> Aim of the exercise
Can you reproduce, word for word, the whole passage below on the CFPB director's protection from removal?

> Excerpt to read
During the New Deal, the constitutionality of this kind of statutory for-cause removal protection for financial regulators was tested and upheld. In the landmark case of Humphrey’s Executor v. United States (1935), the Supreme Court held that President Franklin Roosevelt couldn’t lawfully remove a commissioner on the Federal Trade Commission for solely political reasons.

For nearly a century, Congress has relied on Humphrey’s Executor to design agencies that respond to changing needs. In financial regulation, legal protection for independence makes particularly good sense. There’s a special danger that politicians might interfere directly to place their own short-term political gain ahead of what’s best for the economy in the long run. And there’s also a serious danger that the powerful financial-services industry will capture an agency. The financial-services industry has been far and away the largest source of campaign contributions and is a top source of lobbying expenditures. Without safeguards, Wall Street will get its hooks in.

When the CFPB was created in the wake of the 2008 financial crisis, Congress drew on both the traditions of agency independence and an emerging scholarship on the dangers of capture. The Dodd-Frank Act established the CFPB as an “independent bureau,” housed within and funded by the Federal Reserve System, that could bring enforcement actions, write regulations and perform supervision of financial institutions without direct political interference.

Just like the OCC, the bureau is headed by a single agency head who is appointed by the president, with the Senate’s advice and consent, for a five-year term. And just like Federal Trade Commissioners, that director has statutory for-cause protection from removal. At the same time, Congress created additional accountability mechanisms—including a unique veto procedure under which other financial agencies, through the Financial Stability Oversight Council, can gang up on the CFPB to nullify its rules.

The main question before the court in Seila Law is whether the CFPB’s structure—and the single director’s for-cause removal protection, in particular—is constitutional. If the court concludes that the answer is no, it then has to decide whether to sever the for-cause removal provision and allow the rest of the statute creating the CFPB to remain in place.

> Record list
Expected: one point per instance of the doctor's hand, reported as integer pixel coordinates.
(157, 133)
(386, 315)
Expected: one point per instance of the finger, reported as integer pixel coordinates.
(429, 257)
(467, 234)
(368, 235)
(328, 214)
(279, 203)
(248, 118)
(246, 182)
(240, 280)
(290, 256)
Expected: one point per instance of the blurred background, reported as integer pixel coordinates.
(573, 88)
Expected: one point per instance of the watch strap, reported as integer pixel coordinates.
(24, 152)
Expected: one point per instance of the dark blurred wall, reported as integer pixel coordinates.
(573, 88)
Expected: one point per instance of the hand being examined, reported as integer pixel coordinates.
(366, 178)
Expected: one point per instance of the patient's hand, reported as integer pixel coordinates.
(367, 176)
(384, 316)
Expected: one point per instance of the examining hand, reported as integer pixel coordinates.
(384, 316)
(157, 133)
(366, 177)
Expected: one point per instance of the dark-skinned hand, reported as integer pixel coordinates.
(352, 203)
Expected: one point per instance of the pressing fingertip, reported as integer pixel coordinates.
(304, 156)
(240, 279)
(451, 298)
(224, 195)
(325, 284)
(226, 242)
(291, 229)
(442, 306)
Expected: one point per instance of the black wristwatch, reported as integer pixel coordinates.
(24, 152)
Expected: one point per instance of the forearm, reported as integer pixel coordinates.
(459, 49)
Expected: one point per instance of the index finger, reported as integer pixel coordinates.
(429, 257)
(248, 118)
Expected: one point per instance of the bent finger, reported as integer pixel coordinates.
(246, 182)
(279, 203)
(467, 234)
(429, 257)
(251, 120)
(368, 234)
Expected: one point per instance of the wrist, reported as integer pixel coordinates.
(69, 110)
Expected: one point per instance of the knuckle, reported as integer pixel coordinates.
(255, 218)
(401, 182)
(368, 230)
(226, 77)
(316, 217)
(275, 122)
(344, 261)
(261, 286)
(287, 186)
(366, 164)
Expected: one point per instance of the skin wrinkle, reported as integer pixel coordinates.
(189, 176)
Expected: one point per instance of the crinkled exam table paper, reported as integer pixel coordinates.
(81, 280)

> Result
During the New Deal, the constitutionality of this kind of statutory for-cause removal protection for financial regulators was tested and upheld. In the landmark case of Humphrey’s Executor v. United States (1935), the Supreme Court held that President Franklin Roosevelt couldn’t lawfully remove a commissioner on the Federal Trade Commission for solely political reasons.

For nearly a century, Congress has relied on Humphrey’s Executor to design agencies that respond to changing needs. In financial regulation, legal protection for independence makes particularly good sense. There’s a special danger that politicians might interfere directly to place their own short-term political gain ahead of what’s best for the economy in the long run. And there’s also a serious danger that the powerful financial-services industry will capture an agency. The financial-services industry has been far and away the largest source of campaign contributions and is a top source of lobbying expenditures. Without safeguards, Wall Street will get its hooks in.

When the CFPB was created in the wake of the 2008 financial crisis, Congress drew on both the traditions of agency independence and an emerging scholarship on the dangers of capture. The Dodd-Frank Act established the CFPB as an “independent bureau,” housed within and funded by the Federal Reserve System, that could bring enforcement actions, write regulations and perform supervision of financial institutions without direct political interference.

Just like the OCC, the bureau is headed by a single agency head who is appointed by the president, with the Senate’s advice and consent, for a five-year term. And just like Federal Trade Commissioners, that director has statutory for-cause protection from removal. At the same time, Congress created additional accountability mechanisms—including a unique veto procedure under which other financial agencies, through the Financial Stability Oversight Council, can gang up on the CFPB to nullify its rules.

The main question before the court in Seila Law is whether the CFPB’s structure—and the single director’s for-cause removal protection, in particular—is constitutional. If the court concludes that the answer is no, it then has to decide whether to sever the for-cause removal provision and allow the rest of the statute creating the CFPB to remain in place.